## Begin

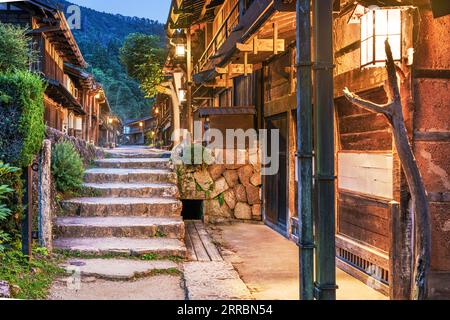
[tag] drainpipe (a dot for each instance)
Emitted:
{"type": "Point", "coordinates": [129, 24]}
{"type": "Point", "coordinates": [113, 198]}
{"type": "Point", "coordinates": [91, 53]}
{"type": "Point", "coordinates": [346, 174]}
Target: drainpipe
{"type": "Point", "coordinates": [189, 116]}
{"type": "Point", "coordinates": [304, 149]}
{"type": "Point", "coordinates": [324, 131]}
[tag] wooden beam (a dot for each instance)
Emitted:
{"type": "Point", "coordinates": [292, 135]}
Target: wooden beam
{"type": "Point", "coordinates": [235, 69]}
{"type": "Point", "coordinates": [220, 83]}
{"type": "Point", "coordinates": [275, 38]}
{"type": "Point", "coordinates": [263, 45]}
{"type": "Point", "coordinates": [203, 12]}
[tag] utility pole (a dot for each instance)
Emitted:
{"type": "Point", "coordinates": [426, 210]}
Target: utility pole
{"type": "Point", "coordinates": [189, 116]}
{"type": "Point", "coordinates": [304, 149]}
{"type": "Point", "coordinates": [324, 131]}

## End

The task: Put every line of the listing above into a JSON list of strings, one string per line and no blank lines. Leave out the pictures.

Problem solution:
[
  "[tag] drainpipe (a dot for each instance)",
  "Emitted:",
  "{\"type\": \"Point\", \"coordinates\": [129, 24]}",
  "{\"type\": \"Point\", \"coordinates\": [113, 198]}",
  "{\"type\": \"Point\", \"coordinates\": [91, 53]}",
  "{\"type\": \"Point\", \"coordinates\": [346, 174]}",
  "Target: drainpipe",
  "{\"type\": \"Point\", \"coordinates\": [189, 116]}",
  "{\"type\": \"Point\", \"coordinates\": [304, 149]}",
  "{\"type\": \"Point\", \"coordinates\": [324, 131]}",
  "[tag] wooden beam (a dot for each instance)",
  "Emitted:",
  "{\"type\": \"Point\", \"coordinates\": [292, 135]}",
  "Target: wooden beam",
  "{\"type\": \"Point\", \"coordinates\": [235, 69]}",
  "{\"type\": \"Point\", \"coordinates\": [220, 83]}",
  "{\"type\": \"Point\", \"coordinates\": [275, 38]}",
  "{\"type\": \"Point\", \"coordinates\": [263, 45]}",
  "{\"type\": \"Point\", \"coordinates\": [203, 12]}",
  "[tag] utility pole (a dot for each instance)",
  "Emitted:",
  "{\"type\": \"Point\", \"coordinates\": [426, 210]}",
  "Target: utility pole",
  "{\"type\": \"Point\", \"coordinates\": [189, 116]}",
  "{\"type\": \"Point\", \"coordinates\": [304, 149]}",
  "{\"type\": \"Point\", \"coordinates\": [324, 131]}"
]